Task brief -> Without skipping anything, write out each record below exactly.

Records to use ->
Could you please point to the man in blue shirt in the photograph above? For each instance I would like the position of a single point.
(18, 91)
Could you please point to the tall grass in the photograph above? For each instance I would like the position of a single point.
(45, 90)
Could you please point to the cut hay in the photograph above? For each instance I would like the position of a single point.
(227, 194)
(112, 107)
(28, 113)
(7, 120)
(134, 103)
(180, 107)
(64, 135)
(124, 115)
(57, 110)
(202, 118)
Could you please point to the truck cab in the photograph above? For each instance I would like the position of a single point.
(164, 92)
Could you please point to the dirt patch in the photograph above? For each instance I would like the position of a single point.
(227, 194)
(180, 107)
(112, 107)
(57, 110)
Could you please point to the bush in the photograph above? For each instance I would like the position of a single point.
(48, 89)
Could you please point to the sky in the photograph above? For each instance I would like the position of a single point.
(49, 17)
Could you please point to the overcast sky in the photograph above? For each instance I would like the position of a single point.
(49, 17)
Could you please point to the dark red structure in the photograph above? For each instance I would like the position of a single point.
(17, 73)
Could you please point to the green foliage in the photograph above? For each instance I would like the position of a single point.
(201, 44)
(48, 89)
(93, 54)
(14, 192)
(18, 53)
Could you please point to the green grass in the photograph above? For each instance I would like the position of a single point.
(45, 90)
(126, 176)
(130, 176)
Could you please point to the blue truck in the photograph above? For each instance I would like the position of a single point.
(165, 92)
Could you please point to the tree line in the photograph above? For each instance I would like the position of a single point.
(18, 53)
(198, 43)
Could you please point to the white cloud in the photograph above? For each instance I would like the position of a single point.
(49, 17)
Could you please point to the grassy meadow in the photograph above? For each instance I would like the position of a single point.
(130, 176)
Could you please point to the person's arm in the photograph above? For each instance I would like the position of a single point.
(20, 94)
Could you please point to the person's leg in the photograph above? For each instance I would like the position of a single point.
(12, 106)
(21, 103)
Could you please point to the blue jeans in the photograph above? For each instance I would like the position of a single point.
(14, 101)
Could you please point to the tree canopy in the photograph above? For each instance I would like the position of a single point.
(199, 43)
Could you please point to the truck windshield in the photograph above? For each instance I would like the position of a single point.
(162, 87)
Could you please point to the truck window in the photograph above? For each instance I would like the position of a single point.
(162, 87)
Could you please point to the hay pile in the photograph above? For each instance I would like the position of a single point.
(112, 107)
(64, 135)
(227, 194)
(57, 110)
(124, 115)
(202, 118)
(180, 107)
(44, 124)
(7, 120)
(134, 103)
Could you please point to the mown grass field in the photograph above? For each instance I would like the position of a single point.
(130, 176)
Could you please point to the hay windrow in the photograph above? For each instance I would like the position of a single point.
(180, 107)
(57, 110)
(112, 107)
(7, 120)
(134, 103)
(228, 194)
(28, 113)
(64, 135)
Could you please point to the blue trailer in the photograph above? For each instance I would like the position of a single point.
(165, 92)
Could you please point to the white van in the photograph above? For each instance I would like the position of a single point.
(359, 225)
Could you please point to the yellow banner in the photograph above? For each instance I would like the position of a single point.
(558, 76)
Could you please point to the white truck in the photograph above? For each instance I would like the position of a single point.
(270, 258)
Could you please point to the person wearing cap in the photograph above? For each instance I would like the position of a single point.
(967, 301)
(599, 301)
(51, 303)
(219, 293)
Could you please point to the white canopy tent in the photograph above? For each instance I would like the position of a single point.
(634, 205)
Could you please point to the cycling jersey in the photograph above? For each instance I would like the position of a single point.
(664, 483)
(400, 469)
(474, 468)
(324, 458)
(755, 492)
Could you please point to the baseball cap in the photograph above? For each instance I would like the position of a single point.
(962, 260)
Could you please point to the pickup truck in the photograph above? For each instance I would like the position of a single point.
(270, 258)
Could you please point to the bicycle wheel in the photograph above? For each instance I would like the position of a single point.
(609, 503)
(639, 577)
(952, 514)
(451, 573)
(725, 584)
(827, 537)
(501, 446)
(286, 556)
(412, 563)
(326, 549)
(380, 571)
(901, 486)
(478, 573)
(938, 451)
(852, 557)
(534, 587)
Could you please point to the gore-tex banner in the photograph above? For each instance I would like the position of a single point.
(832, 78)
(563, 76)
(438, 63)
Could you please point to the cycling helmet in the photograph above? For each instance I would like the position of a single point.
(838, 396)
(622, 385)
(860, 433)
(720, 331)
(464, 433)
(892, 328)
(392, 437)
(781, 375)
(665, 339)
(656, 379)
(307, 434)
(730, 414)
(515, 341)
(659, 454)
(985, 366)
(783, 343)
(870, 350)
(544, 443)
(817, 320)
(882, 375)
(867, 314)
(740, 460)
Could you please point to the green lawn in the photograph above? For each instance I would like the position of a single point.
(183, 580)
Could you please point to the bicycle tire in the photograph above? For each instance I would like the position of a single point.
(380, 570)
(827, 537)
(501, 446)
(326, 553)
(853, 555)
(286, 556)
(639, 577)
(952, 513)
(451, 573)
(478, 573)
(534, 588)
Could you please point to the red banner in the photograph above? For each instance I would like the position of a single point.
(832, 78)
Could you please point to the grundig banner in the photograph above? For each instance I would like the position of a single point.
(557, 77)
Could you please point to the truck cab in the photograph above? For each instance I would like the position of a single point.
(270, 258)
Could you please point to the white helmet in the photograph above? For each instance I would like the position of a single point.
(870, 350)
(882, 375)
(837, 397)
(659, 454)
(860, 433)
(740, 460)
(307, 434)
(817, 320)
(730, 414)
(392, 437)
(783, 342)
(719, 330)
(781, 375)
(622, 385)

The reply ->
Could you please point to the man in blue shirt in the photograph above? For each instance I would like the position of a single point.
(18, 91)
Could you please point to the tall grass in the photograph above? For each instance I would like the position of a single point.
(45, 90)
Could you please point to the cut hay in the photograph above? For each instance I would like the position of a single point.
(227, 194)
(112, 107)
(28, 113)
(7, 120)
(134, 103)
(180, 107)
(64, 135)
(124, 115)
(57, 110)
(202, 118)
Could you please point to the truck cab in the photograph above? For each instance I would like the position of a single point.
(164, 92)
Could you please point to the dirt patch in the photograph above? For each instance I would like the position of a single point.
(227, 194)
(180, 107)
(112, 107)
(57, 110)
Could you please point to the bush in the photograph above? For each instance I would like the position of a single point.
(48, 89)
Could you please point to the sky in the photograph above? For each instance I would like the position of a single point.
(49, 17)
Could you please point to the overcast sky in the photograph above? For each instance I would like the position of a single point.
(49, 17)
Could you please point to the dark red structure in the photograph above? For each instance I would like the position of a single point.
(17, 73)
Could you please point to the green foliage in the photograph above? For each instance I would like the position of a single point.
(201, 44)
(48, 89)
(93, 54)
(14, 192)
(18, 53)
Could you please point to the green grass in the photograph above? For each instance I would like the position of a single point.
(45, 90)
(126, 176)
(130, 176)
Could you please point to the blue truck in the photograph above? For each instance I would like the position of a single point.
(165, 92)
Could you please point to the tree line in the photograph above? For each instance I would like the position of a single point.
(18, 53)
(198, 43)
Could you please point to the white cloud in the photograph above? For each instance I would like the position of a single point.
(49, 17)
Could you please point to the grassy meadow in the photograph above? For each instance I would like the position of a single point.
(130, 176)
Could you please point to the person's arm in the photograph above? For each instance I would like the position of a single point.
(20, 94)
Could you please point to the person's leg in the photograph above? For each instance I would like the position of a single point.
(12, 106)
(21, 103)
Could you please point to the blue jeans in the photograph above? For each instance I would like the position of a single point.
(14, 101)
Could you please point to the tree canopy in the photograph above? For each instance I would like the position of a single point.
(199, 43)
Could you please point to the truck windshield in the photograph above? For each instance I would like the position of a single point.
(162, 87)
Could you please point to the truck window in the photograph above? For each instance I would like the position of a single point.
(162, 87)
Could you please point to the hay pile in the photograph above? For each instance I would like the position of a single point.
(112, 107)
(64, 135)
(227, 194)
(57, 110)
(124, 115)
(202, 118)
(180, 107)
(44, 124)
(7, 120)
(134, 103)
Could you please point to the mown grass field in the photograph above? For each instance I would like the position of a single point.
(130, 176)
Could you please point to the hay windrow in the photograph above? For each instance I would like the position of a single point.
(180, 107)
(57, 110)
(112, 107)
(7, 120)
(134, 103)
(228, 194)
(28, 113)
(64, 135)
Could you please point to the blue trailer in the photograph above? For each instance I would like the position of a single point.
(165, 92)
Could you please point to the white van in the photograph above? For each instance I would like the position of a single point.
(359, 225)
Could you please point to the yellow banner in the photograph above? For each instance I would like the position of a single point.
(558, 76)
Could you please point to the white truck in the photograph above? For each instance I would like the position of a single point.
(270, 258)
Could you please point to the person wearing cap in the photograph above? For each instance I would like the position of a single point.
(967, 301)
(599, 301)
(51, 303)
(219, 293)
Could you please point to the white canopy tent in the photograph above? For each instance I would like the position of a single point.
(634, 205)
Could you please point to the cycling jersey in the photograph above? For each instance I would like the position of a single point.
(664, 483)
(400, 469)
(474, 468)
(324, 458)
(755, 492)
Could you please point to the baseball cap in the photograph above? For each instance I would like the position of a single point.
(962, 260)
Could you please point to the pickup truck in the photograph above? For each instance I would like the position of a single point.
(270, 258)
Could you please point to the bicycle wheel in the photograph above? For each instance I would like the position of a single point.
(609, 503)
(639, 577)
(952, 514)
(451, 573)
(725, 584)
(827, 537)
(501, 446)
(286, 556)
(412, 563)
(326, 549)
(380, 571)
(901, 486)
(478, 573)
(938, 451)
(852, 557)
(534, 587)
Could you please point to the gore-tex banner in the photograph above? For each instance I would like the position of a single point.
(832, 78)
(563, 76)
(438, 63)
Could you please point to the cycling helmet in the photograph above? For each instance I would like the position of a single point.
(838, 396)
(622, 385)
(860, 433)
(720, 331)
(464, 433)
(892, 328)
(392, 437)
(781, 375)
(665, 339)
(656, 379)
(307, 434)
(730, 414)
(515, 341)
(659, 454)
(985, 366)
(783, 343)
(870, 350)
(544, 443)
(817, 320)
(882, 375)
(867, 314)
(740, 460)
Could you please point to the green lawn in the photograph above? For each instance I would like the position of a single point.
(183, 580)
Could you please point to the bicycle tire in the photograph above? For each instance I would like the position of a single point.
(380, 570)
(827, 537)
(501, 446)
(326, 553)
(853, 555)
(286, 556)
(639, 577)
(952, 513)
(451, 573)
(478, 573)
(534, 588)
Could you please point to the red banner in the photograph above? For each instance I would like the position of a single point.
(832, 78)
Could you please point to the grundig banner in the photograph above? For each instance I would like the position of a single point.
(557, 77)
Could you please point to the truck cab in the photograph above? For each instance I would like the position of a single point.
(270, 258)
Could you please point to the white helmet in the photograph above? For each instance I would like the position of a single point.
(870, 350)
(882, 375)
(837, 397)
(659, 454)
(860, 433)
(740, 460)
(307, 434)
(817, 320)
(730, 414)
(392, 437)
(783, 342)
(719, 330)
(781, 375)
(622, 385)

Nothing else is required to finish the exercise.